→ **STATED TASK**
Would you transcribe all of the data exactly, down to the last character?

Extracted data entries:
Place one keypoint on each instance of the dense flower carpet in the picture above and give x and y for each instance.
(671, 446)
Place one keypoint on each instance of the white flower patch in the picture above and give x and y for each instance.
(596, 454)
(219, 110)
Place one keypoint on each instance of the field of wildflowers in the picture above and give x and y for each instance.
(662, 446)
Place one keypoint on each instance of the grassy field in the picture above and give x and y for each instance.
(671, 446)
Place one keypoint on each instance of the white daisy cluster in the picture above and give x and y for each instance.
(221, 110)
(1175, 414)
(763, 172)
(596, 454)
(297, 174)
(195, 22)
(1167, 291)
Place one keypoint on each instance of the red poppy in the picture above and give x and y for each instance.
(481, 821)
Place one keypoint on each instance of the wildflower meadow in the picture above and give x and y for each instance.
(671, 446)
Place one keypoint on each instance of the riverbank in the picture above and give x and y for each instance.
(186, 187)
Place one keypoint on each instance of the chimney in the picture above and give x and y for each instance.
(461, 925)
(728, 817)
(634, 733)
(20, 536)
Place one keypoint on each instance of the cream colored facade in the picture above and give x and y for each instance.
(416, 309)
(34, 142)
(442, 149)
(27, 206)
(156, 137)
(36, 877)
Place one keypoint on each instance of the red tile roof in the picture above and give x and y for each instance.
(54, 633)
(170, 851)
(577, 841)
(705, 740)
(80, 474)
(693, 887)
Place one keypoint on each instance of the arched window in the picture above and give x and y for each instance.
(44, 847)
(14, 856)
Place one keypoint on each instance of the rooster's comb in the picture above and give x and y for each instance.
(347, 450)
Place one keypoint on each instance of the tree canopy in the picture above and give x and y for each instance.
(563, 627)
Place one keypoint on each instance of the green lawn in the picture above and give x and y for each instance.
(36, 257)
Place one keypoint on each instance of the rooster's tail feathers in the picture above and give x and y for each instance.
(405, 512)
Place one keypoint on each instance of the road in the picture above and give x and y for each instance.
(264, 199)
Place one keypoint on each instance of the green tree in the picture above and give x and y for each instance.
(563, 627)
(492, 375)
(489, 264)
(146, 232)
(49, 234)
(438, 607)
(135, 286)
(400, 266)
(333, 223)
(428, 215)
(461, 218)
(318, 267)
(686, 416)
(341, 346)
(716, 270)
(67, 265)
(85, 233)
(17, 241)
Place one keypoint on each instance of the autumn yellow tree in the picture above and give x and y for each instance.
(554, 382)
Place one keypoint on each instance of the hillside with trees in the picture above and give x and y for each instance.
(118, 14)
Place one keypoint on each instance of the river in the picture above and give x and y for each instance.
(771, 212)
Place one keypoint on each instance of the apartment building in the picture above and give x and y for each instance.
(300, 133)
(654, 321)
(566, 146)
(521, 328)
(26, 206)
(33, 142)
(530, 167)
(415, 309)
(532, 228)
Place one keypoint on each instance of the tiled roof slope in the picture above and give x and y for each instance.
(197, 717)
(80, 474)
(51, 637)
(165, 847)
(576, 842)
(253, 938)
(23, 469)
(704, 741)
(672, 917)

→ **EXERCISE SOLUTION**
Place one keypoint on each instance of the dense flower carpet in the picture above and give x and y for each instance.
(671, 446)
Place one keypoint on each instance of the white flower patch in the picture above and give x and y for each instance.
(596, 454)
(219, 110)
Place one keypoint on each instance of the field of wildflowers in the picture above and give x and y for each instance.
(662, 446)
Place one keypoint on each instance of the grassy field in the picture above and give x and y for each instance.
(671, 446)
Place one keypoint on each instance of the white daisy cluster in the picture above and give x and y for each instance.
(221, 110)
(1175, 414)
(763, 172)
(596, 454)
(297, 174)
(195, 22)
(1167, 291)
Place one keypoint on each instance of the red poppy in the picture above and give x and y for each instance.
(481, 821)
Place one keypoint on each instance of the wildflower meadow in the picture above and give x and y for each instance.
(671, 446)
Place one keypoint on each instance of the riverbank in the picture above and give x and y for each instance.
(186, 187)
Place one keypoint on each instance of the chimney in the picture above and give x and y for each instance.
(461, 925)
(728, 817)
(634, 733)
(20, 536)
Place one keypoint on each instance of the cream colored facade in the picture above and give x and y for each instance.
(416, 309)
(34, 142)
(442, 149)
(27, 206)
(156, 137)
(36, 877)
Place one keypoint on each instance of the red tile roof in the picture above and give x and y for each instance.
(54, 633)
(170, 851)
(577, 841)
(705, 740)
(80, 474)
(693, 887)
Place one keypoint on each instance of the arched window in the picture above and give x and y for each instance.
(44, 847)
(14, 856)
Place one keypoint on each instance of the rooster's comb in the picture above and give x and y for each instance.
(347, 450)
Place one keypoint on each instance of the tree canopy in the picture above and give x and y for each instance.
(563, 627)
Place one keypoint on each instance of the green lawn in the picture above and give x and y for each instance.
(36, 257)
Place one keypoint on each instance of the rooster's tail feathers in the picture above and give x and y for each instance.
(405, 512)
Place one keypoint on each instance of the road in the picture above and give x and y for each instance.
(264, 199)
Place one keypoint on each instance of the green tree in the picture above and give x and y for each instance.
(563, 627)
(492, 375)
(489, 264)
(146, 232)
(49, 234)
(438, 607)
(135, 286)
(400, 266)
(333, 223)
(428, 215)
(461, 218)
(318, 267)
(686, 416)
(341, 346)
(716, 270)
(67, 265)
(85, 233)
(17, 241)
Place one keypoint on each instance of the autumn yellow tree in the picture above and give x and y for each instance.
(554, 382)
Place one keypoint on each instance of the hillside with trees in the picture above and give x and y for each instance.
(118, 14)
Place one keypoint on each instance of the river in the picture above and give x and y for each instance.
(771, 212)
Place one keypoint on each instance of the apartment building in the picture above and give x and y for each instance.
(300, 133)
(654, 321)
(566, 146)
(521, 328)
(26, 206)
(33, 142)
(530, 167)
(415, 309)
(532, 228)
Place one keypoint on each instance of the tiled roof slope in the picture above and give x and y for each instance.
(197, 717)
(80, 474)
(51, 637)
(165, 847)
(576, 842)
(253, 938)
(23, 469)
(704, 741)
(672, 917)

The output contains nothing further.